Living (space) after the epidemic | A designer’s angle

Living (space) after the epidemic | A designer’s angle

Although the lockdown will not last longer than a few weeks, maybe months, the experience will probably leave a longer-lasting mark on our lives, way of living and living spaces, too. The time spent forcibly at home, home office, being locked in and together all have their lessons already at this point – the question is whether these experiences are severe enough to define or shape how our future spaces will be designed.

In our interview series, we ask the representatives of different fields about how they think the epidemic changes our living spaces. This time, Cosovan Attila designer and professor at Moholy-Nagy University of Art and Design and Corvinus University of Budapest and architect Bori Fenyvesi answered our questions together.

Most families now face the challenges brought by the expanding functions of their homes, the majority of which (work, studying) would require more intimacy than what can be offered by the open floor layout that has been popular in building design until now. What do you think, is this type of space coming to its end?

Perhaps this is the time when open floor will be properly rewarded. Up until now, we were only looking at these spaces, we rarely filled them with life, because everyone, including the parents and the children, were out somewhere… many of them only went home to sleep and just rushed through the adjoining spaces.

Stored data

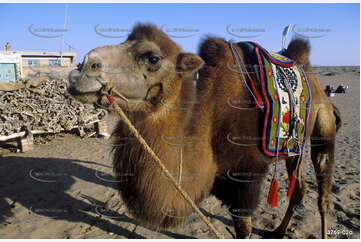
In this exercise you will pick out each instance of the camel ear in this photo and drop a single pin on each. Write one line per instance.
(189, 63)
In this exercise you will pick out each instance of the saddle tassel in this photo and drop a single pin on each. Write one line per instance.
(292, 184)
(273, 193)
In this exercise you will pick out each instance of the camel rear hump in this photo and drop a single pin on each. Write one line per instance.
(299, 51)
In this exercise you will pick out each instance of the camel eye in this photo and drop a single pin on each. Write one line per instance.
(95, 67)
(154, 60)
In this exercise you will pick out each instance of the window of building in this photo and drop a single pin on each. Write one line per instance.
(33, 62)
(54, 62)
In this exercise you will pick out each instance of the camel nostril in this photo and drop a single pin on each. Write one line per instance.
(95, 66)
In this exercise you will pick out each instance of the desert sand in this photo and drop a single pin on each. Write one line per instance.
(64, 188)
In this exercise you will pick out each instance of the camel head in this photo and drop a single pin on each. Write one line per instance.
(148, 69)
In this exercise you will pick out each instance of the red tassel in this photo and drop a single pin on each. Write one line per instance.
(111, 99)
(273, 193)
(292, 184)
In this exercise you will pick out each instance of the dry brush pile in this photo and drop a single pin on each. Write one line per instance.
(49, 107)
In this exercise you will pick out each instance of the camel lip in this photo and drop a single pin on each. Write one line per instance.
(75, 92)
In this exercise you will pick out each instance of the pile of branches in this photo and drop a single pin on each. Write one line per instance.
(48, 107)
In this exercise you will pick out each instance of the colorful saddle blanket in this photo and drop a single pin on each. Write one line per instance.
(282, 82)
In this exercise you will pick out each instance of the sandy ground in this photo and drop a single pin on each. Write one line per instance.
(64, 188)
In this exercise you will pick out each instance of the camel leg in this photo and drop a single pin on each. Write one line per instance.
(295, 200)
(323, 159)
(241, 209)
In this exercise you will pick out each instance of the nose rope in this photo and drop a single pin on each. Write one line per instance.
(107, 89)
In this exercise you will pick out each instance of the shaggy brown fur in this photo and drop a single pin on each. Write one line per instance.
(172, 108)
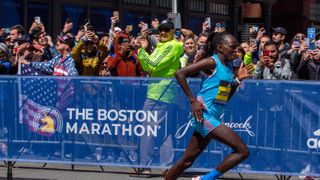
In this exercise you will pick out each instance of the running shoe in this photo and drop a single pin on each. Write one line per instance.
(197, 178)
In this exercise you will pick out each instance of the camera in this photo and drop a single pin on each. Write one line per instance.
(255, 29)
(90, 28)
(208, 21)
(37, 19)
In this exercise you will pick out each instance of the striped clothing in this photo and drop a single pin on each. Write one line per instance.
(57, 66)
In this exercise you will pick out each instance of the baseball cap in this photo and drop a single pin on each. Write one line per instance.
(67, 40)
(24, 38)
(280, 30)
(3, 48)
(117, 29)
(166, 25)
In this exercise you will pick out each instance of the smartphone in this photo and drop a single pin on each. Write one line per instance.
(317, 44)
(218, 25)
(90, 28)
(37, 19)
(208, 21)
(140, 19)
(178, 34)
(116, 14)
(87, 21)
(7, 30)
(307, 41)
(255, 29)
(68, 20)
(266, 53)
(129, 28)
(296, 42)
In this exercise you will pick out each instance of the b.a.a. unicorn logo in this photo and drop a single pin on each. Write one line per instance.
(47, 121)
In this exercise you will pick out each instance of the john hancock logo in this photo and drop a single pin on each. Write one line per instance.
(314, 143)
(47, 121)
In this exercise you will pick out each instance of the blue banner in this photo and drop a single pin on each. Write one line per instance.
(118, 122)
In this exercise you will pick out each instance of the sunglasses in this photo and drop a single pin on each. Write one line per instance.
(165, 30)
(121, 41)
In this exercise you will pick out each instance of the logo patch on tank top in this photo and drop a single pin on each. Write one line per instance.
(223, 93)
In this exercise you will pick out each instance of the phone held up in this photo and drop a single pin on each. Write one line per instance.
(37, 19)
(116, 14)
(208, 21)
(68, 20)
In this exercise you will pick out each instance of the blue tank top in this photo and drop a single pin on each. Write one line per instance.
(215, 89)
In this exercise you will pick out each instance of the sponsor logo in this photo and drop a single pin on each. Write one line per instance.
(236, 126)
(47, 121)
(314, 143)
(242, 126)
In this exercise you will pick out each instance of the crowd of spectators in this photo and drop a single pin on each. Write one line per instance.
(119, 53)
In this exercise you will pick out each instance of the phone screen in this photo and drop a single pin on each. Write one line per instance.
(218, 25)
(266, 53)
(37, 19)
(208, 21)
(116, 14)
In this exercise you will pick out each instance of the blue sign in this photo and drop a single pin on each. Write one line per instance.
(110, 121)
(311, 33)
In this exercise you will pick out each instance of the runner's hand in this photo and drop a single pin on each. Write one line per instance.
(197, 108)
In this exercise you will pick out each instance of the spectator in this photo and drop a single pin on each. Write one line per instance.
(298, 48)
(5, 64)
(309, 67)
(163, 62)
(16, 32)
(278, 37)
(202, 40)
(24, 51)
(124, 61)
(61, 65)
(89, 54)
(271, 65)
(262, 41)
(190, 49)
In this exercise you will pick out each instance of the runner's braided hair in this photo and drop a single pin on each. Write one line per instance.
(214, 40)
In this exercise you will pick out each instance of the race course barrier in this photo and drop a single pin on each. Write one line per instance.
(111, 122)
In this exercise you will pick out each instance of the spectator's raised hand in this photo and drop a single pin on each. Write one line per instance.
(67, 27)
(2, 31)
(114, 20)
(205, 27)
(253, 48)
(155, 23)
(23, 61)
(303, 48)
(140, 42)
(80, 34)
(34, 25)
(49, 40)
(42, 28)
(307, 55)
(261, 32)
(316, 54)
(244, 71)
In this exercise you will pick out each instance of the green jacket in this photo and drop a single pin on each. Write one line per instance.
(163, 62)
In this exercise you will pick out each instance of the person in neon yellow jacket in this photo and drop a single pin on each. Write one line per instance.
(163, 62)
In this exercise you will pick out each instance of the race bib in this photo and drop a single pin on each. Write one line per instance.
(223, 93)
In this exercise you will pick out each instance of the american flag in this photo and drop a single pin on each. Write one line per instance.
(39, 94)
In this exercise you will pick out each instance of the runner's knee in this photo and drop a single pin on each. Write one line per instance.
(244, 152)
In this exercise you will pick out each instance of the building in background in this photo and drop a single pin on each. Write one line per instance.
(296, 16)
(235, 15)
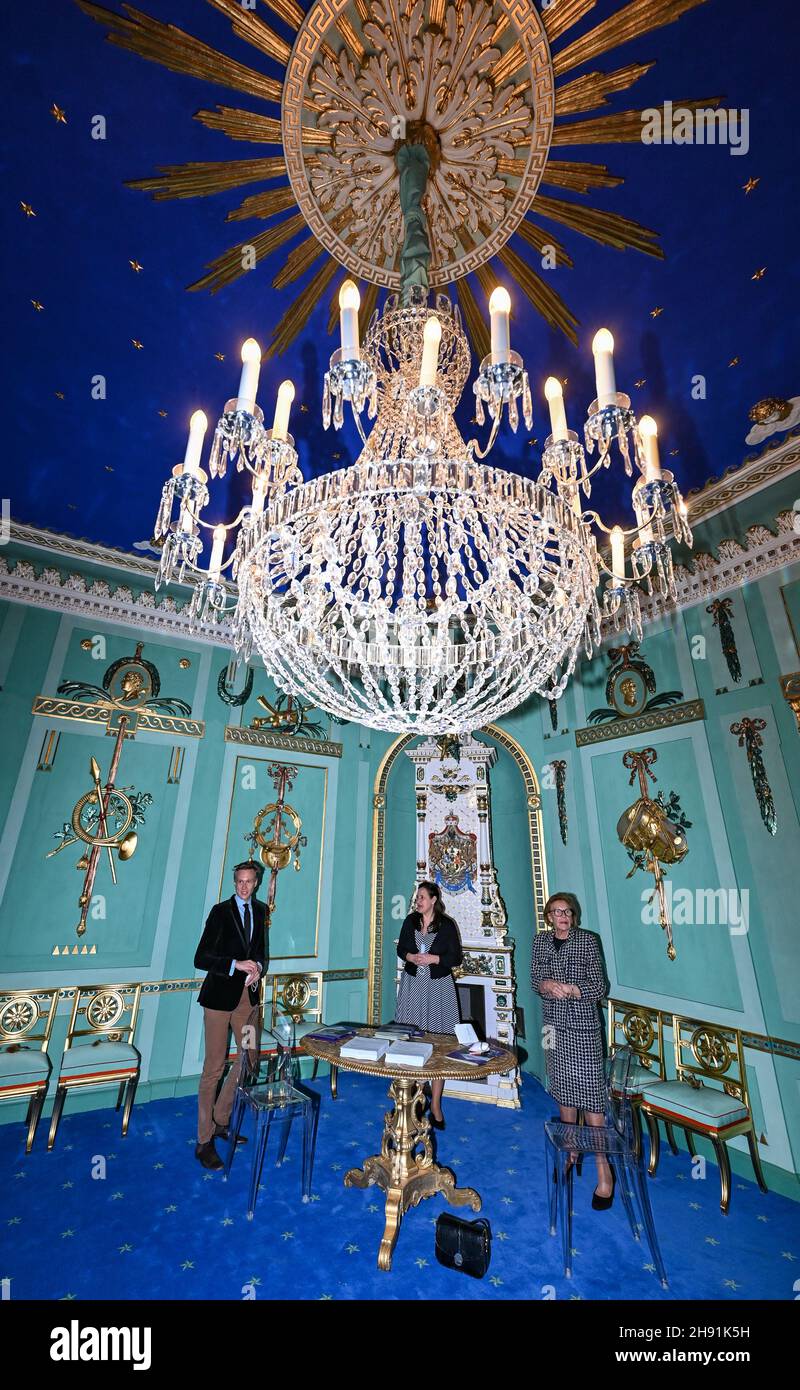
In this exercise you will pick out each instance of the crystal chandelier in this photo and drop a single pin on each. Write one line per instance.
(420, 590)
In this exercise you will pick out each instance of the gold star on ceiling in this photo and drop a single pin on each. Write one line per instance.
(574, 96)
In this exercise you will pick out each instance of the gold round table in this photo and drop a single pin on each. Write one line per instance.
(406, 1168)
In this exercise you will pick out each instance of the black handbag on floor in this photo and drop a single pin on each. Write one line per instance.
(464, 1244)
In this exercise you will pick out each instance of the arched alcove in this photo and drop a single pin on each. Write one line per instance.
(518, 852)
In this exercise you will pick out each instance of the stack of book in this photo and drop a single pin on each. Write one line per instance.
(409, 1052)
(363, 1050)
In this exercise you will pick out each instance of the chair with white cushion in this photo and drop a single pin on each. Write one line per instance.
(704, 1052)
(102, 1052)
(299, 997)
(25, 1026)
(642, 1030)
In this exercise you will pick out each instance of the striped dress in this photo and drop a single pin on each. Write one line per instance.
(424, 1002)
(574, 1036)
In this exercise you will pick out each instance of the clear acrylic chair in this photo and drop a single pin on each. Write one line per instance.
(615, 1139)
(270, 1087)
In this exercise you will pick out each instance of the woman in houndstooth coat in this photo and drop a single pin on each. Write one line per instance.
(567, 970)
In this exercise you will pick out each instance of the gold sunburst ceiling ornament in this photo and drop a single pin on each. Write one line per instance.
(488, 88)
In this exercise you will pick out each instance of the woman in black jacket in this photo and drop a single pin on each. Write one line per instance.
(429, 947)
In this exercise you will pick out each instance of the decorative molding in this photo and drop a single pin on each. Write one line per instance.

PROBLEMS TO WORK ON:
**A.** In the interview about living spaces after the epidemic, reproduce the passage from "Although the lockdown" to "our questions together.", substituting "quarantine" for "lockdown".
**B.** Condense the paragraph of the interview that begins "Although the lockdown will not last" into a shorter version that keeps its main facts.

SOLUTIONS TO THE PROBLEMS:
**A.**
Although the quarantine will not last longer than a few weeks, maybe months, the experience will probably leave a longer-lasting mark on our lives, way of living and living spaces, too. The time spent forcibly at home, home office, being locked in and together all have their lessons already at this point – the question is whether these experiences are severe enough to define or shape how our future spaces will be designed.

In our interview series, we ask the representatives of different fields about how they think the epidemic changes our living spaces. This time, Cosovan Attila designer and professor at Moholy-Nagy University of Art and Design and Corvinus University of Budapest and architect Bori Fenyvesi answered our questions together.

**B.** The lockdown will likely last only weeks or months, but it will probably leave a longer-lasting mark on our lives, way of living and living spaces. Time forced at home, home office and being locked in together already hold lessons. The question is whether these experiences are severe enough to shape how future spaces are designed.